Start of DATASET EXCERPTS

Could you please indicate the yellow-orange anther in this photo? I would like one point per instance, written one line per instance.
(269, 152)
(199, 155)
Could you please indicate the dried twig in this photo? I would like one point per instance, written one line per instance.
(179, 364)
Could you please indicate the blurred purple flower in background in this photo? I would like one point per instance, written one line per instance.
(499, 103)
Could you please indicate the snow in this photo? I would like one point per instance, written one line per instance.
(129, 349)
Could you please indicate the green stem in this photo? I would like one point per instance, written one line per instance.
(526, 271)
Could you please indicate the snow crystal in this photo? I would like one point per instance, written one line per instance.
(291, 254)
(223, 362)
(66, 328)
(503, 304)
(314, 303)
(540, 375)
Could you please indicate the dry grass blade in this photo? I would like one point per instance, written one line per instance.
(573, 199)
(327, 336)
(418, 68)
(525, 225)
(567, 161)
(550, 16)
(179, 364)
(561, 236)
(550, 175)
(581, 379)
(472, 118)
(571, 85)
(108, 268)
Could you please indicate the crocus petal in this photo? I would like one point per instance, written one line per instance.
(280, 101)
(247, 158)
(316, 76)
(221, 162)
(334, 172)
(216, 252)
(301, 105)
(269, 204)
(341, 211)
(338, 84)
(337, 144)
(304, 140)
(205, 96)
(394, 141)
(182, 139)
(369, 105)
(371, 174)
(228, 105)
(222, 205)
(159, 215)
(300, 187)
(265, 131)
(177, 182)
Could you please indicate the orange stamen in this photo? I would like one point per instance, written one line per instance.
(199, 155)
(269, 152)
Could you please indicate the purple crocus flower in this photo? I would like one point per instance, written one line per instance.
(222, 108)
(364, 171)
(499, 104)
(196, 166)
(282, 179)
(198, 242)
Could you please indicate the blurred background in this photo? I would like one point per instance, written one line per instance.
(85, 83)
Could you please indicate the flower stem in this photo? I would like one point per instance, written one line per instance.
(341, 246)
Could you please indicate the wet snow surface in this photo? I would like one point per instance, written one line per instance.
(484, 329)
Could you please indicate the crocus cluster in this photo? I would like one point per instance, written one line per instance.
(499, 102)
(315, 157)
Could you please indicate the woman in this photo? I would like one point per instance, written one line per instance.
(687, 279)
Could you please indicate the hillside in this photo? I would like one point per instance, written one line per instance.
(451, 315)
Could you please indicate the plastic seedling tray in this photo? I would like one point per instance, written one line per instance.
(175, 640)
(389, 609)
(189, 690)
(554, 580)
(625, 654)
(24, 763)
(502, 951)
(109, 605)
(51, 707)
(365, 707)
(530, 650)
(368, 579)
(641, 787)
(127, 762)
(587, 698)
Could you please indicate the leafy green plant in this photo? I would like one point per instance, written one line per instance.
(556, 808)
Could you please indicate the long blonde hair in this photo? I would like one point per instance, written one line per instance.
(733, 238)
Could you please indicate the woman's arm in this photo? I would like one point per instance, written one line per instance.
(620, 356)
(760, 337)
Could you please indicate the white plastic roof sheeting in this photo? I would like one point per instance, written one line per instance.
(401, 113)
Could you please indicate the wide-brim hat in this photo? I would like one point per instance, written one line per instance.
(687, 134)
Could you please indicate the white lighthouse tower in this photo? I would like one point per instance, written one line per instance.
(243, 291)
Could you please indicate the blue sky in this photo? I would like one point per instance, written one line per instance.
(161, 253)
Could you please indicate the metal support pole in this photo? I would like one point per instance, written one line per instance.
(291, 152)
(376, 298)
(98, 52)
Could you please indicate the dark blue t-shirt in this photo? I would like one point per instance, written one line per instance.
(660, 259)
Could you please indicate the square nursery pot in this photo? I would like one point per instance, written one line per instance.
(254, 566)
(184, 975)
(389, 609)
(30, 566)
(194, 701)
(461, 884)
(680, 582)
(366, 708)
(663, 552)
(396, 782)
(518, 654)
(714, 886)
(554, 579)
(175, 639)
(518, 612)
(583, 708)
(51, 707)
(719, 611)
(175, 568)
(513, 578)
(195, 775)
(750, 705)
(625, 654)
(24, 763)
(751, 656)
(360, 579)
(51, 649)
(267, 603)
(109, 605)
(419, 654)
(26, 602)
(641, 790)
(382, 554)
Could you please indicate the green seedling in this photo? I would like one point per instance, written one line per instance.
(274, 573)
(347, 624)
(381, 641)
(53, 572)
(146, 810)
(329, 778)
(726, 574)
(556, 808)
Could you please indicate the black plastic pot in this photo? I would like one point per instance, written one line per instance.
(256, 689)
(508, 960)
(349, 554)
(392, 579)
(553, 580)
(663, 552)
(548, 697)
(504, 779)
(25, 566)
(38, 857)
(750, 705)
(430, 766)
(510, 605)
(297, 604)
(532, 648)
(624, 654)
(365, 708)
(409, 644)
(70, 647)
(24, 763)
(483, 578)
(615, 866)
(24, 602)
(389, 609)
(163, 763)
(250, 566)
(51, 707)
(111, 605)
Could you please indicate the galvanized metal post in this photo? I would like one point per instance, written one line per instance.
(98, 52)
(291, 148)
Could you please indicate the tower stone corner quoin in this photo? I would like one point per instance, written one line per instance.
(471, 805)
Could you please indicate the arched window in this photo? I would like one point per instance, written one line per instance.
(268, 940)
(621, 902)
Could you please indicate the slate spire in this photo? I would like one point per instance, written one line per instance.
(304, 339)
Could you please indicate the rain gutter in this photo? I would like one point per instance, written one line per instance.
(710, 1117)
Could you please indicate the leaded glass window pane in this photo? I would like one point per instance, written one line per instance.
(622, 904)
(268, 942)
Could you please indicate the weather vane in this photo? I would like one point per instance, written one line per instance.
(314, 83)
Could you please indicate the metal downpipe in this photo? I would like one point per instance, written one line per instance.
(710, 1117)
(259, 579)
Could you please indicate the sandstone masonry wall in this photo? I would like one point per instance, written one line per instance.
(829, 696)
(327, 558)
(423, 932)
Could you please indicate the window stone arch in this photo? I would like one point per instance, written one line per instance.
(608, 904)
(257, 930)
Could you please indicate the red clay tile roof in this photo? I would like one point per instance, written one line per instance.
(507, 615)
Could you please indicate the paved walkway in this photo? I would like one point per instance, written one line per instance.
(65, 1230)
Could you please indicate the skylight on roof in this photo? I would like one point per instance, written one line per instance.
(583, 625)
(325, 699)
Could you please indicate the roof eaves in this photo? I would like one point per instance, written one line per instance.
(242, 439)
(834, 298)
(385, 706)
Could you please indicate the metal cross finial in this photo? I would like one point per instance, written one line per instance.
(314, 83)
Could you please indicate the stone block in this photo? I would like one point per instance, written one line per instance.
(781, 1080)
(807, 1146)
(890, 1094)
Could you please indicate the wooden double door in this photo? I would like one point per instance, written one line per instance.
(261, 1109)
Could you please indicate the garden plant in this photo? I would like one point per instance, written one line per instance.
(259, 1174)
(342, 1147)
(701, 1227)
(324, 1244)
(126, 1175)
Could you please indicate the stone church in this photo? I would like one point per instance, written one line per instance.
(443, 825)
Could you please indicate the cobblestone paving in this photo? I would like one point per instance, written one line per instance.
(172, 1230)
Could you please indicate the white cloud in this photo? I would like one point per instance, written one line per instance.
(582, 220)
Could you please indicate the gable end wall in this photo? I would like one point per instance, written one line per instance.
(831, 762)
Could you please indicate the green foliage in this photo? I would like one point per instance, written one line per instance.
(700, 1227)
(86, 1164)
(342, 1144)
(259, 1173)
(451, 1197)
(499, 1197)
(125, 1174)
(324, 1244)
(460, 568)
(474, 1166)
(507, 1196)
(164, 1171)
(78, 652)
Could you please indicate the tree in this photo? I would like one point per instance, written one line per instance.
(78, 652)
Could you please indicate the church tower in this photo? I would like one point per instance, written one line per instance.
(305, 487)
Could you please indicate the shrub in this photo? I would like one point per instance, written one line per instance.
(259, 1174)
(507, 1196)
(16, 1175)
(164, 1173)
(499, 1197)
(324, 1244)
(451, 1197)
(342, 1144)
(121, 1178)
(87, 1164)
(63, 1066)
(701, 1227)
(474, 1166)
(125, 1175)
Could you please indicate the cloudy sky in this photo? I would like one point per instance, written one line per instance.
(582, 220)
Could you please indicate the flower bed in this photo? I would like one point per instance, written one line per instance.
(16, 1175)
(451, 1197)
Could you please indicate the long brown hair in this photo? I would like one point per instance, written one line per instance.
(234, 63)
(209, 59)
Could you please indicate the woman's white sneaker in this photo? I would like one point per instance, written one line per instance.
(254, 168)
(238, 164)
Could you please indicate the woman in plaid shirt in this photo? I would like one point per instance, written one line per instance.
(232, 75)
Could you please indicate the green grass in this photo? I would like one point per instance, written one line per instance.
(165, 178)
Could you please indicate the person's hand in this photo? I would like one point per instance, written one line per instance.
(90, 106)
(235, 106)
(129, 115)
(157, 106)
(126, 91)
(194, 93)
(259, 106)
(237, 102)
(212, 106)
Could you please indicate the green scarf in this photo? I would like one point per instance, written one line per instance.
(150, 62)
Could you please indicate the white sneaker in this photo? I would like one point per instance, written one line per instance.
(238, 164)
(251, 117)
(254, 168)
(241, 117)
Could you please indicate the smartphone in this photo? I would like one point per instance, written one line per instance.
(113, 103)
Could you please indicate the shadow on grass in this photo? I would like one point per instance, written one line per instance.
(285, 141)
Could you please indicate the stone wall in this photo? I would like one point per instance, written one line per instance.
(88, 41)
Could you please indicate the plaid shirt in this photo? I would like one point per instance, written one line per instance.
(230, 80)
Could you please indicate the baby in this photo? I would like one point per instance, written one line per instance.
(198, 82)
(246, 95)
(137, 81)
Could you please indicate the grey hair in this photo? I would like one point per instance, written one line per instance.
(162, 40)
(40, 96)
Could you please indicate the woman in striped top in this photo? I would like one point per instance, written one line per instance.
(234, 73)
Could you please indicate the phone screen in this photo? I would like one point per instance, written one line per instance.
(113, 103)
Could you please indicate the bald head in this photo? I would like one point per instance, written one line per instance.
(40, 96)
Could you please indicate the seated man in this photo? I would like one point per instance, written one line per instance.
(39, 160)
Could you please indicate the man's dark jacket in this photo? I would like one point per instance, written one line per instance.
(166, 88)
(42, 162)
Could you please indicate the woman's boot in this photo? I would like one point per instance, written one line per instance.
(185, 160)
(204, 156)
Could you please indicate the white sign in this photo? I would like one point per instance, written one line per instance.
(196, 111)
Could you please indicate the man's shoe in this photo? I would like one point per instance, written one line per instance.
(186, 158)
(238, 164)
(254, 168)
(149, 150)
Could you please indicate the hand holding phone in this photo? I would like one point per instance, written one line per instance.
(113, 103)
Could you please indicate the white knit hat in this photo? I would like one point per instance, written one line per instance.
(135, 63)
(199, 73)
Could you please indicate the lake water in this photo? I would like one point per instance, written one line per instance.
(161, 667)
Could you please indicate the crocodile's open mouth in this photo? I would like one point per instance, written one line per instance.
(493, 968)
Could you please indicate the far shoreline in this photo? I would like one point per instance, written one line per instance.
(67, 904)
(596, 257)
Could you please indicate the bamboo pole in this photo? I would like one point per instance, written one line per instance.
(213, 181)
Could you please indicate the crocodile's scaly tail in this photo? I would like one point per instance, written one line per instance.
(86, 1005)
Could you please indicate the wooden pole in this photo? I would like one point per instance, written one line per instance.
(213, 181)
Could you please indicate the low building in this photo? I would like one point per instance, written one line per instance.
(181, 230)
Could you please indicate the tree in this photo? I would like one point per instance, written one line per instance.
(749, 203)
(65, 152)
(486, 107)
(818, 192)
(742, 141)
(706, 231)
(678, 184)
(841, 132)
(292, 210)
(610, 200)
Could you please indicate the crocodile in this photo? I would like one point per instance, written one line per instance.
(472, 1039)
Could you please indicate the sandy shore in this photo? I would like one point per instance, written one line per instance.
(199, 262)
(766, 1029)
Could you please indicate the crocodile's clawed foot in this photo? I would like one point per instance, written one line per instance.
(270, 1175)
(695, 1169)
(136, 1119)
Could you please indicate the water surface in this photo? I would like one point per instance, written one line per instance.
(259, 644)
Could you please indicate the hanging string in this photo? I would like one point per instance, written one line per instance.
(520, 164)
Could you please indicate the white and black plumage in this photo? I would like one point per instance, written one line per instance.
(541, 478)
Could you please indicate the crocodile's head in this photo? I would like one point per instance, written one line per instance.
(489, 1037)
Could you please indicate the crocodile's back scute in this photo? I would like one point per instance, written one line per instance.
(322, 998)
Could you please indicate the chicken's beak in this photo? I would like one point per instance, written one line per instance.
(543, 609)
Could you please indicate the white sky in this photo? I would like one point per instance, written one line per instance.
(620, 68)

End of DATASET EXCERPTS

_WHAT IS BEING ASKED_
Retype exactly. Start at the line with "Could you please indicate the crocodile's clawed" and stop at the last line of the data.

_ANSWER SECTION_
Could you please indicate the crocodile's clawed foot in this photo? I would like one point per instance, written one line per instance.
(270, 1175)
(695, 1169)
(136, 1119)
Could you please indicate the water surface in this photo? I would like one point per instance, written one line per instance.
(259, 644)
Could you please indicate the hanging string in this photo? I would like one point per instance, written one line per instance.
(520, 164)
Could you please indicate the white and black plumage in this photo? I would like one point per instance, written one line per instance.
(541, 478)
Could you please indicate the crocodile's head in this photo? I would like one point per instance, written one line per instance.
(489, 1037)
Could you please indicate the crocodile's back scute in this photo? I would like one point per instance, written one line per instance.
(322, 998)
Could you please indicate the chicken's beak in this photo? I would like one point per instance, written one line per instance.
(543, 609)
Could you please indicate the white sky in this photo? I would like one point per instance, written one line per instance.
(620, 68)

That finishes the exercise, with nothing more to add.